- **TASK DETAILS**
Write out every line below that contains "blue".

- **EXTRACTED ENTRIES**
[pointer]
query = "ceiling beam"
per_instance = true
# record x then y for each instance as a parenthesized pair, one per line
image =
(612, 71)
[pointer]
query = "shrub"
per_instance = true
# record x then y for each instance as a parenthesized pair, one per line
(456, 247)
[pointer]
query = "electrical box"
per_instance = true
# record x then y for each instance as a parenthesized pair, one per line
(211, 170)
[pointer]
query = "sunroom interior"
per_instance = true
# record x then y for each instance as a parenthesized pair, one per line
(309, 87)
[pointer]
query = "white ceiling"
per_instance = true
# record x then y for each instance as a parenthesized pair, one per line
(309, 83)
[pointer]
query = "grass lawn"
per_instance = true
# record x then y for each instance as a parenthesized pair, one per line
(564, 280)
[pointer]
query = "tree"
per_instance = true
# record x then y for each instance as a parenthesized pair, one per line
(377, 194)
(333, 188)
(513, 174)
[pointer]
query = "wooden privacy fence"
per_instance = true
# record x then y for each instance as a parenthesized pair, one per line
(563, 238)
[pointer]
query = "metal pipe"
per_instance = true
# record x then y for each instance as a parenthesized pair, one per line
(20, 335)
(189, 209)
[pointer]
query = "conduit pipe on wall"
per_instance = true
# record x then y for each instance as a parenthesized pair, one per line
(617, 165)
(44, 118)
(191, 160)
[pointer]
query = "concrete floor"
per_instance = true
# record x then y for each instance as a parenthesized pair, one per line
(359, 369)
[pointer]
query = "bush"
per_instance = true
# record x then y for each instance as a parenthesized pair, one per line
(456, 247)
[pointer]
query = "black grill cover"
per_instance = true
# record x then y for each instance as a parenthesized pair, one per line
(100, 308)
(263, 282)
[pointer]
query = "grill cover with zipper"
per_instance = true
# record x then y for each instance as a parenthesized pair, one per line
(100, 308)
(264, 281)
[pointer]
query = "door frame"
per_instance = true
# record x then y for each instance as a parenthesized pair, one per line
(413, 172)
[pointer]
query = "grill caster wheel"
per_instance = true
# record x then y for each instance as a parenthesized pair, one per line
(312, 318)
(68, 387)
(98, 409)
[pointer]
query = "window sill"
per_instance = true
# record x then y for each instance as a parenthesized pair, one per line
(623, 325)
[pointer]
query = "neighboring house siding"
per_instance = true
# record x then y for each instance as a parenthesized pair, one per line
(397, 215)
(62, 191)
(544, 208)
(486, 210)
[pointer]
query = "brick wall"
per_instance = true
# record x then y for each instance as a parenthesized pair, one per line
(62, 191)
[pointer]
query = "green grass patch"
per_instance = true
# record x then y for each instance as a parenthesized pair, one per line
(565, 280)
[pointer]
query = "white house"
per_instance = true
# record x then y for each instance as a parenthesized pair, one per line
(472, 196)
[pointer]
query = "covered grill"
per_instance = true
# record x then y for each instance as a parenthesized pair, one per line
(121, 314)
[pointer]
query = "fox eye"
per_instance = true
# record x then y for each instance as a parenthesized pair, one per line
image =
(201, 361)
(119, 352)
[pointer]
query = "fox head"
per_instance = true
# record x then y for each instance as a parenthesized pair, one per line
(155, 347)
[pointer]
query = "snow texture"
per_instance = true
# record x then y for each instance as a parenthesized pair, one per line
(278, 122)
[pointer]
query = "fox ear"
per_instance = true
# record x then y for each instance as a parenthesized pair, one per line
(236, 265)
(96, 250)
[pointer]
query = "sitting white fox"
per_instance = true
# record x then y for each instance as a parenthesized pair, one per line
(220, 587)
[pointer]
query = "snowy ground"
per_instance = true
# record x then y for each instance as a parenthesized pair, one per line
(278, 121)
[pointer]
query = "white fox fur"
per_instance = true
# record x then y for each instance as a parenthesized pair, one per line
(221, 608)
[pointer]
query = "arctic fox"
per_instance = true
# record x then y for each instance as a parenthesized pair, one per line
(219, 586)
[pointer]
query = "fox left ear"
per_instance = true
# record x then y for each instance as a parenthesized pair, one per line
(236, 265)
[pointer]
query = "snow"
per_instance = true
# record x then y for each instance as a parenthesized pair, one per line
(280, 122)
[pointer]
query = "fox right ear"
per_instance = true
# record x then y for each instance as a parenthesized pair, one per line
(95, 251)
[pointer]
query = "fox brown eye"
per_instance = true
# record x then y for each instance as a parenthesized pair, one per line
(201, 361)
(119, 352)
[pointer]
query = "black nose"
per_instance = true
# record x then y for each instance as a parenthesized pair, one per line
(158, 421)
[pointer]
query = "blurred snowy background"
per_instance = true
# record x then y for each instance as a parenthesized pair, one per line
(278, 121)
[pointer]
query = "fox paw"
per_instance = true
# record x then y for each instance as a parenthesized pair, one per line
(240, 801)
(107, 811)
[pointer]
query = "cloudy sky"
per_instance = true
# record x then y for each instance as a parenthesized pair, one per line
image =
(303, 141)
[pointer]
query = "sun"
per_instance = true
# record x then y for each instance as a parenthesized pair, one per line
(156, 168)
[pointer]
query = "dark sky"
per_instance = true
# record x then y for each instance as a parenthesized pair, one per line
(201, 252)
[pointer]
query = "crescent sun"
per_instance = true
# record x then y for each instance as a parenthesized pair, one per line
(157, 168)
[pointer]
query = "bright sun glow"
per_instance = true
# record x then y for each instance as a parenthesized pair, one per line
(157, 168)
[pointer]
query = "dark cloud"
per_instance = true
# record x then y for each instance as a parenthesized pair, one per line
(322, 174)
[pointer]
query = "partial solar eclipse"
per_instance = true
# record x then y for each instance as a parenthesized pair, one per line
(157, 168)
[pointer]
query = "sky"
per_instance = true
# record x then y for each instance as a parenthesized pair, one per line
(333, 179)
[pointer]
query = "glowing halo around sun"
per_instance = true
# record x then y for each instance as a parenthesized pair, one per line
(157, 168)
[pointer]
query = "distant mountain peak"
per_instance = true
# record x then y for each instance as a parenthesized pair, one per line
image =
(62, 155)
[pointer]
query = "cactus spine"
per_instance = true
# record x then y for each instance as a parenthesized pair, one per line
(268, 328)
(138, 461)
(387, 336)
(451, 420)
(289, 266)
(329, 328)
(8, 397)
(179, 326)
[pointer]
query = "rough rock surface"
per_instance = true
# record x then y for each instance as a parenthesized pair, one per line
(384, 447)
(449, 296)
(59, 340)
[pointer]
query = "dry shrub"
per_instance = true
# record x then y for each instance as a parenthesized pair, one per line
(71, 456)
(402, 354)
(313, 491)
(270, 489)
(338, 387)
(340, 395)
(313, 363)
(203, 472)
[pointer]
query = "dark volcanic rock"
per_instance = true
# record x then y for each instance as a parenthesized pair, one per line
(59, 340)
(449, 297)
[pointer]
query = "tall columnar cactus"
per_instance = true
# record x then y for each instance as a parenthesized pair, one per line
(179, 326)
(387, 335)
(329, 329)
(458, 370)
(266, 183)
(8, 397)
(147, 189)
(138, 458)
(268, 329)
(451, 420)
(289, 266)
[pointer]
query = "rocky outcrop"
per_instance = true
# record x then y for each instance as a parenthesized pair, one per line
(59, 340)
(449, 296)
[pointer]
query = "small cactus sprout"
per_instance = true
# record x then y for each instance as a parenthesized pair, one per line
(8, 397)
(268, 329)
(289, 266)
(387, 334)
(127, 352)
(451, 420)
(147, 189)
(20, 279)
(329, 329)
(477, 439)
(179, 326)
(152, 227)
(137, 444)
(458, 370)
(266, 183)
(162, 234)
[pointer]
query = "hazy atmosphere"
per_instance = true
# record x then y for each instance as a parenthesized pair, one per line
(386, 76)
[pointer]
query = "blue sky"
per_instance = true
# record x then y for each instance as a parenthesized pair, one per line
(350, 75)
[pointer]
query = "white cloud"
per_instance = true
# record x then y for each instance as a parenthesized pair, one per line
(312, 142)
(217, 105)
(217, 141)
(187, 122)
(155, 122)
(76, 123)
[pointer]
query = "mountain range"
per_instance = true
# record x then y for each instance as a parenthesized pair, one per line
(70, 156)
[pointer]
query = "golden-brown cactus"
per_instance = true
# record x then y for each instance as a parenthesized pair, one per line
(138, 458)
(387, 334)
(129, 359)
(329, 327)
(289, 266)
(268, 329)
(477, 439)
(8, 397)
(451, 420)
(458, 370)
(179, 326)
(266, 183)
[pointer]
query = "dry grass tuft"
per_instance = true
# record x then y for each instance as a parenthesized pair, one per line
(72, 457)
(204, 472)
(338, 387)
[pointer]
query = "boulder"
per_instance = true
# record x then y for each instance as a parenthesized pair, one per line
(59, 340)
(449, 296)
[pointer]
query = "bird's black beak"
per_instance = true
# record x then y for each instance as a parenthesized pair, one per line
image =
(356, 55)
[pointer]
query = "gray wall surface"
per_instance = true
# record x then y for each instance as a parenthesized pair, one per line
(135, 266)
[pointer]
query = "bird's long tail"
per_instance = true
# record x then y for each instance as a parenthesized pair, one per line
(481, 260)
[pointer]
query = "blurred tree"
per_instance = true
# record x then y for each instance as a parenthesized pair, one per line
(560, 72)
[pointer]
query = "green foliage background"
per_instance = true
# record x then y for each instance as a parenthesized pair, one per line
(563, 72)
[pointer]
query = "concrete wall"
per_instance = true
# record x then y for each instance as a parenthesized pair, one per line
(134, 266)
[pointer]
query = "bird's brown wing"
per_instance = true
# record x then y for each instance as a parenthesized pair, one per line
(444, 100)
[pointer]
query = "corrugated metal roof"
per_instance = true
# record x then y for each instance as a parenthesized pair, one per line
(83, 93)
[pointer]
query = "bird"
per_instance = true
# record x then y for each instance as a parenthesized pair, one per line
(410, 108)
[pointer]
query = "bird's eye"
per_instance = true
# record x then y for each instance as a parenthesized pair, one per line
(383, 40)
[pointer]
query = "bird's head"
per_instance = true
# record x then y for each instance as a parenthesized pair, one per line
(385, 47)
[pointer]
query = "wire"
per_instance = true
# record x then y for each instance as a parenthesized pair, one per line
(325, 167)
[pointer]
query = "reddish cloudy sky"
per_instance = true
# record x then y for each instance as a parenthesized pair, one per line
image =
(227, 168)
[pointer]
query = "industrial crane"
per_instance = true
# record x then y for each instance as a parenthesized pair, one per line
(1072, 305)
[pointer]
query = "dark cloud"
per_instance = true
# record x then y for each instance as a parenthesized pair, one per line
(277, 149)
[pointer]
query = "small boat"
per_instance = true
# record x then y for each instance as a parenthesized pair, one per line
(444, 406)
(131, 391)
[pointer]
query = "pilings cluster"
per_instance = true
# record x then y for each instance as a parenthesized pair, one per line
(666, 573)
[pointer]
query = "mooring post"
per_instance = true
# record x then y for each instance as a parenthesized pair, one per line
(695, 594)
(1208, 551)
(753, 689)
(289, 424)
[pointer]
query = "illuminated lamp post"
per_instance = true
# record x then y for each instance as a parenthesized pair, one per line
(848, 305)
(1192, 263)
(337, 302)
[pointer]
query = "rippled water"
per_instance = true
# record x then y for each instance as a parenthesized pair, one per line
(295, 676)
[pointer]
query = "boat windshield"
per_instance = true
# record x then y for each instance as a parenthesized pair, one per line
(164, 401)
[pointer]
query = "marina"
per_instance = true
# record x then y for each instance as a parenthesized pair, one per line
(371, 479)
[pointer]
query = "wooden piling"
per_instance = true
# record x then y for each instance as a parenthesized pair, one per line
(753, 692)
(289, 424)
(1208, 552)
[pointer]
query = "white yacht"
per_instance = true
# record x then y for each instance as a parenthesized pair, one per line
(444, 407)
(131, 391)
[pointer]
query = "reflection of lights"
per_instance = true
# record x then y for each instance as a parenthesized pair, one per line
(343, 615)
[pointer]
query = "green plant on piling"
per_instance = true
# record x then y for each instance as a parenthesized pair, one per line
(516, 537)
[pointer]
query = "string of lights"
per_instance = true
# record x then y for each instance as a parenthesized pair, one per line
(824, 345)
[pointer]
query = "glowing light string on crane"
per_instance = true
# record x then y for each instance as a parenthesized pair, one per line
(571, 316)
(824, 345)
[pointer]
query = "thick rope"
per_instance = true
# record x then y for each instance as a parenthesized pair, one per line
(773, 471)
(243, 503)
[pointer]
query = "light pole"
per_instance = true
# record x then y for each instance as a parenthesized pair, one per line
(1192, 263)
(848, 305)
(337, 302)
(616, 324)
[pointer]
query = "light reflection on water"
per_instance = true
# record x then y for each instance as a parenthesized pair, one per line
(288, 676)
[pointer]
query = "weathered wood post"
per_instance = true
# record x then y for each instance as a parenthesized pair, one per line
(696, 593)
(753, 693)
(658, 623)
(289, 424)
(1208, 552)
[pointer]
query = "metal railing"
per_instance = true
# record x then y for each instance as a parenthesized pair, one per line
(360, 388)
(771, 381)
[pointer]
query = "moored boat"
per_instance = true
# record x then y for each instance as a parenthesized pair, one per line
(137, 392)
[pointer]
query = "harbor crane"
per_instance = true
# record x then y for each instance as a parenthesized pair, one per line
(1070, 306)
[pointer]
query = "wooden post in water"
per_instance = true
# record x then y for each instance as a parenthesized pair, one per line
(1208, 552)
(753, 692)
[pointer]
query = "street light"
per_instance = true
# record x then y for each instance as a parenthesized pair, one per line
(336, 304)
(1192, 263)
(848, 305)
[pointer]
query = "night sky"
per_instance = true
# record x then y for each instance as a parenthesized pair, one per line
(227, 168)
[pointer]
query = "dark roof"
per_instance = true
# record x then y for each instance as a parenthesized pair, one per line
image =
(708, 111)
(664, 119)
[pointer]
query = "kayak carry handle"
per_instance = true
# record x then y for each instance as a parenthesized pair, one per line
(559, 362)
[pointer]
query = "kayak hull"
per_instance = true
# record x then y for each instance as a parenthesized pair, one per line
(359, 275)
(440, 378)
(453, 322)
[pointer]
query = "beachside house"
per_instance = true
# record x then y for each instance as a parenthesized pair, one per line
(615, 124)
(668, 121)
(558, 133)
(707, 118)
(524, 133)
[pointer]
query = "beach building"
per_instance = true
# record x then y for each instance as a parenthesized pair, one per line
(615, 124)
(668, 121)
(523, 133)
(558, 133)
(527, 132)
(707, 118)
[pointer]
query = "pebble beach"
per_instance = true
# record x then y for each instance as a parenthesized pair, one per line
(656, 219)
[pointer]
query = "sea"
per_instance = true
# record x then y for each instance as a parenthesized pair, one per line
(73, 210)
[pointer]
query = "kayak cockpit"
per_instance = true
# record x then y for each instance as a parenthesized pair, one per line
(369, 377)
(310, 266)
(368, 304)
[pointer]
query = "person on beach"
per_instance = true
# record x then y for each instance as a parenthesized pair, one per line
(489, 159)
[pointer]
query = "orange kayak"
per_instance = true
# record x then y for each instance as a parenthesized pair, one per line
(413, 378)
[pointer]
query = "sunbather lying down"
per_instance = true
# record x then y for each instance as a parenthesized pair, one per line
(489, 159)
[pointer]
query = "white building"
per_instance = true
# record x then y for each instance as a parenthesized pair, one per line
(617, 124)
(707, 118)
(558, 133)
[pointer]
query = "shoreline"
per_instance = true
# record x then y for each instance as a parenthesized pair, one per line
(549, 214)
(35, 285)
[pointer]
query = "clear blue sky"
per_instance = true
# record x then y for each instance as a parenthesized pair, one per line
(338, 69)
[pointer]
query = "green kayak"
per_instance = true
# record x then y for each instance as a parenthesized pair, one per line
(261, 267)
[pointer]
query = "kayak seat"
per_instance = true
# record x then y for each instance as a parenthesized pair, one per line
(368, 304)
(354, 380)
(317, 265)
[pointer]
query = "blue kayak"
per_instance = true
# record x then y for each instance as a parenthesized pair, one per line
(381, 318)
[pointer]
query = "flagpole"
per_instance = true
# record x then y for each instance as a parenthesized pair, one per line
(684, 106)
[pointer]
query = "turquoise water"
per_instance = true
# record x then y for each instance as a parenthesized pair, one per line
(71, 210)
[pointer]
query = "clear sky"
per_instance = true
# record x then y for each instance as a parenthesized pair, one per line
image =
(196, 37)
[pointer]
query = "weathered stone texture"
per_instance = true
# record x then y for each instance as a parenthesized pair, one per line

- **EXERCISE SOLUTION**
query = "blue sky"
query = "clear blue sky"
query = "blue kayak"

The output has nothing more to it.